WORKING DATA:
⟨

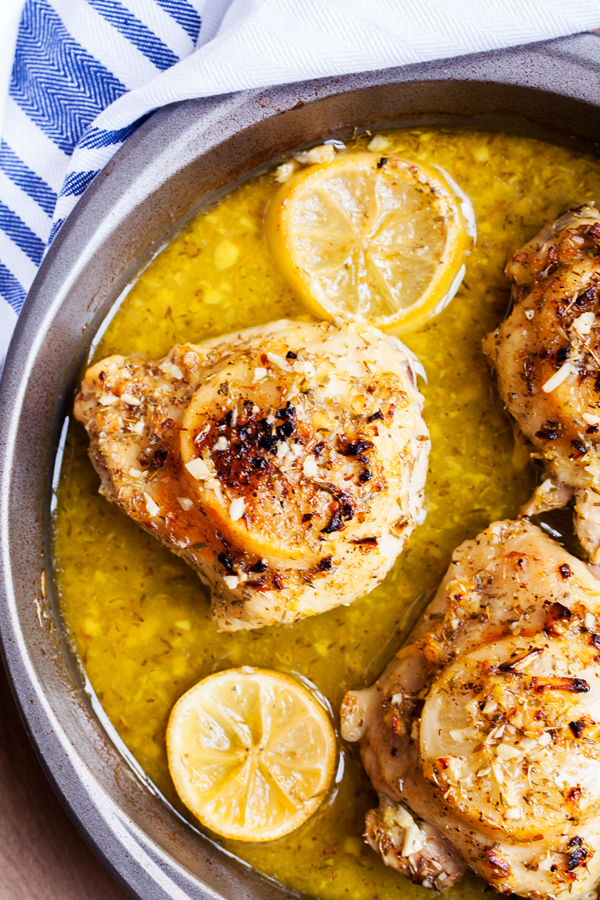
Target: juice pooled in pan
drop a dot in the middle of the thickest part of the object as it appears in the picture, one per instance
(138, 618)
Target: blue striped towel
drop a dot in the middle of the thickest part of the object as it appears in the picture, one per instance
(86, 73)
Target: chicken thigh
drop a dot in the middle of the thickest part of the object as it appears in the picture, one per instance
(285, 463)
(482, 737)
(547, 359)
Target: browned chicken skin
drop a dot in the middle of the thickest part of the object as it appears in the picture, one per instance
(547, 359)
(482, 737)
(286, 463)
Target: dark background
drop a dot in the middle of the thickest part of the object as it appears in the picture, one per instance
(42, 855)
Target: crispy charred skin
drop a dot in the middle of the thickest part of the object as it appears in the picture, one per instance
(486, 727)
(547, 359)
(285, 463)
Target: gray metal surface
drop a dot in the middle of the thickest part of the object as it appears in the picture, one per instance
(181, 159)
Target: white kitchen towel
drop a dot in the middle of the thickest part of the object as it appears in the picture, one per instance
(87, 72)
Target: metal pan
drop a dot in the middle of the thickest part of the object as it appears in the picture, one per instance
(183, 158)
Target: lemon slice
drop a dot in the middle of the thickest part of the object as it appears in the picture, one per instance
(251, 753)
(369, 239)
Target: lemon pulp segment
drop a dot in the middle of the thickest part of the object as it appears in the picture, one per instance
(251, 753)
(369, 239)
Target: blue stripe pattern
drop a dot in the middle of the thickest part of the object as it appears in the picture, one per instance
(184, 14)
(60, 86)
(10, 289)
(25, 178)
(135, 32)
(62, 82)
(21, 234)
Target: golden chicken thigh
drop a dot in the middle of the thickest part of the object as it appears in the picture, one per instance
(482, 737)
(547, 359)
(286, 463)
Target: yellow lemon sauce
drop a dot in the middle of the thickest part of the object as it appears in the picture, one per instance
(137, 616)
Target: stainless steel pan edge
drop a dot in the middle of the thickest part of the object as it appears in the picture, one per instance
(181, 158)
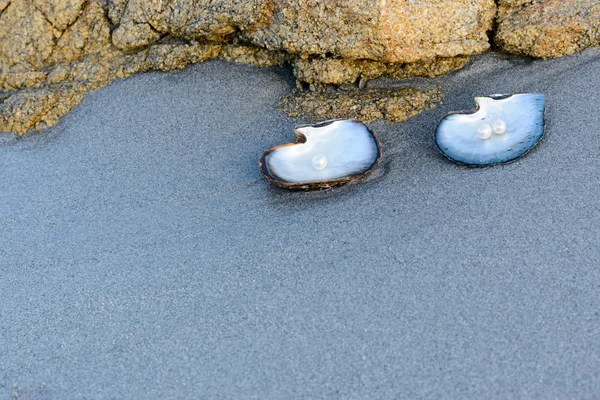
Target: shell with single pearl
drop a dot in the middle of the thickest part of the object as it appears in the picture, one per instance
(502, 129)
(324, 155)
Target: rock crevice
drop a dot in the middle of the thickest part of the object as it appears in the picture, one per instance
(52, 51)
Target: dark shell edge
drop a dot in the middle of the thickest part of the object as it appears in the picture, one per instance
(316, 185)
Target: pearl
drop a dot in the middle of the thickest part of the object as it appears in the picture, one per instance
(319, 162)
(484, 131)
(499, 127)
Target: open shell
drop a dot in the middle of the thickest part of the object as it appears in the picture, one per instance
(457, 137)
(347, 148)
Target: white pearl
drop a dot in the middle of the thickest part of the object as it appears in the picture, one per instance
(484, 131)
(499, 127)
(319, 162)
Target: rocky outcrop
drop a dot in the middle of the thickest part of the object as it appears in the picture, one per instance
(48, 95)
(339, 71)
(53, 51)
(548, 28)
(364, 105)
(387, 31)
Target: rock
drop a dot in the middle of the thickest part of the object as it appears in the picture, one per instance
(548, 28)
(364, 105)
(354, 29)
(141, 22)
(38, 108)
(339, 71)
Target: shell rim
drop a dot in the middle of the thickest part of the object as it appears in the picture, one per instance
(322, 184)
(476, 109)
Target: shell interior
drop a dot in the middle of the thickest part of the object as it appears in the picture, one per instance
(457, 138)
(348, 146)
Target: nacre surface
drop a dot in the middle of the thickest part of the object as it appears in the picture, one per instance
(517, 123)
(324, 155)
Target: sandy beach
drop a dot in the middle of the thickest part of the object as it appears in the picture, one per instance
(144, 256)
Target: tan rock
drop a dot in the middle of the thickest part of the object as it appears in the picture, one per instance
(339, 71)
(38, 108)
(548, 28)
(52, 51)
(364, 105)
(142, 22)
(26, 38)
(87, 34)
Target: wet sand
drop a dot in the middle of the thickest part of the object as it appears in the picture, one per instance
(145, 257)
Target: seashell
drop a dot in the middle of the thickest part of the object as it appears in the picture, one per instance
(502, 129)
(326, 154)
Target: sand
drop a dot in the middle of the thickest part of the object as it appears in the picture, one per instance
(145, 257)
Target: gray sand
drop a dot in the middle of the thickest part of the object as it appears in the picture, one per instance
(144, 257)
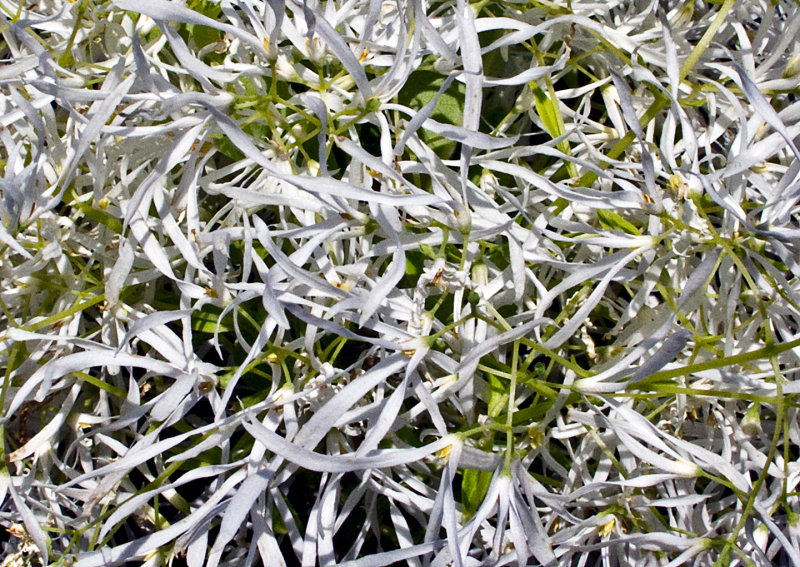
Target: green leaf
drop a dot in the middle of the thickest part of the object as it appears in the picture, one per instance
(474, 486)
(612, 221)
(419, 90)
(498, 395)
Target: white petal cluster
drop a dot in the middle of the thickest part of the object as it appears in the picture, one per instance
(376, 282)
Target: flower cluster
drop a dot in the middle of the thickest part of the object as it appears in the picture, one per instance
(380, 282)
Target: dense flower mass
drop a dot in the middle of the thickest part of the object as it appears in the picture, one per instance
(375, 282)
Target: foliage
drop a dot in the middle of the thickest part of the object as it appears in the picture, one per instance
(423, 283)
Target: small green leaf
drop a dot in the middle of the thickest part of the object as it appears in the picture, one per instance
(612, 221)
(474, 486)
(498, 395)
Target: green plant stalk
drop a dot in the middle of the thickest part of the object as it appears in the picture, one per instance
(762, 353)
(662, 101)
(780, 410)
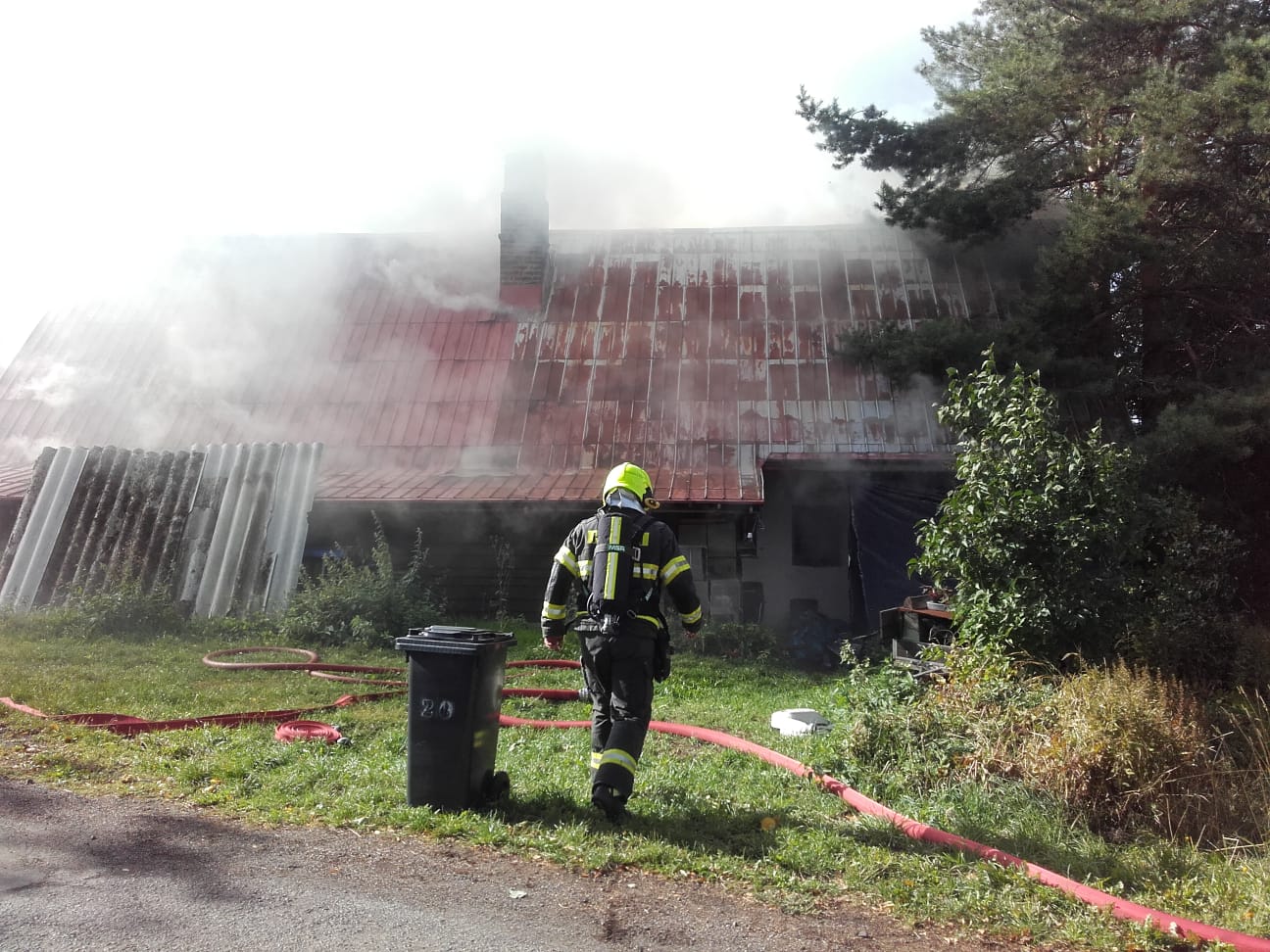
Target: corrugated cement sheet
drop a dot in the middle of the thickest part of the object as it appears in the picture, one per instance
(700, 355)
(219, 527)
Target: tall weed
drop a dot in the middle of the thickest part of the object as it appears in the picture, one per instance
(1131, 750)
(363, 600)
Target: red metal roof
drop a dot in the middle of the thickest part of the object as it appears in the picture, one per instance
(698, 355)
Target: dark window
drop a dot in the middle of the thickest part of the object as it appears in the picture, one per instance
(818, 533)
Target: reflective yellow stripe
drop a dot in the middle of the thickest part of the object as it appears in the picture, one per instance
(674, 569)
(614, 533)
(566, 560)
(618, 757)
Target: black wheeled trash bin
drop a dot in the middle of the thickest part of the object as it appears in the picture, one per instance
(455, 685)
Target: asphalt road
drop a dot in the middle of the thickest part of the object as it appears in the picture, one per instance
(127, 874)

⟩

REQUIREMENT: Locate "Target: green plant stalk" in the entries above. Copy, exactly and only, the lines from that line to the end, leaving out the pictures.

SOLUTION:
Target: green plant stalk
drop a dot in the middle of the thickest part of the object as it appears in the picture, one per instance
(762, 353)
(662, 101)
(780, 410)
Target: corrugated cement sheet
drop a dot in the middle of the thickest part of the object as it appears in the picture, one per instance
(700, 355)
(219, 527)
Target: tall weed
drop a dot in the middle of the thickest part of the object as it appears in the picture, one per instance
(1131, 750)
(363, 600)
Target: red metal roof
drop a dot in the middle of the thickest part of the object as it appears in the picture, one per instance
(698, 355)
Target: dark window
drop a dot in the middle of the thickest part of the object as it appears in the picture, one per instance
(818, 533)
Target: reflective yellow stripe
drop a dot in the middle of the thickest part of the object as it appears in the picture, one per instance
(674, 569)
(614, 533)
(566, 560)
(618, 757)
Target: black wheeled trash bin
drop a dot in the middle of the thickest part of the object as it appears in the picture, one per instance
(455, 685)
Target: asphalt road
drop a dot in the middle of the thickest part of the object as it appears in the picture, one per instance
(127, 874)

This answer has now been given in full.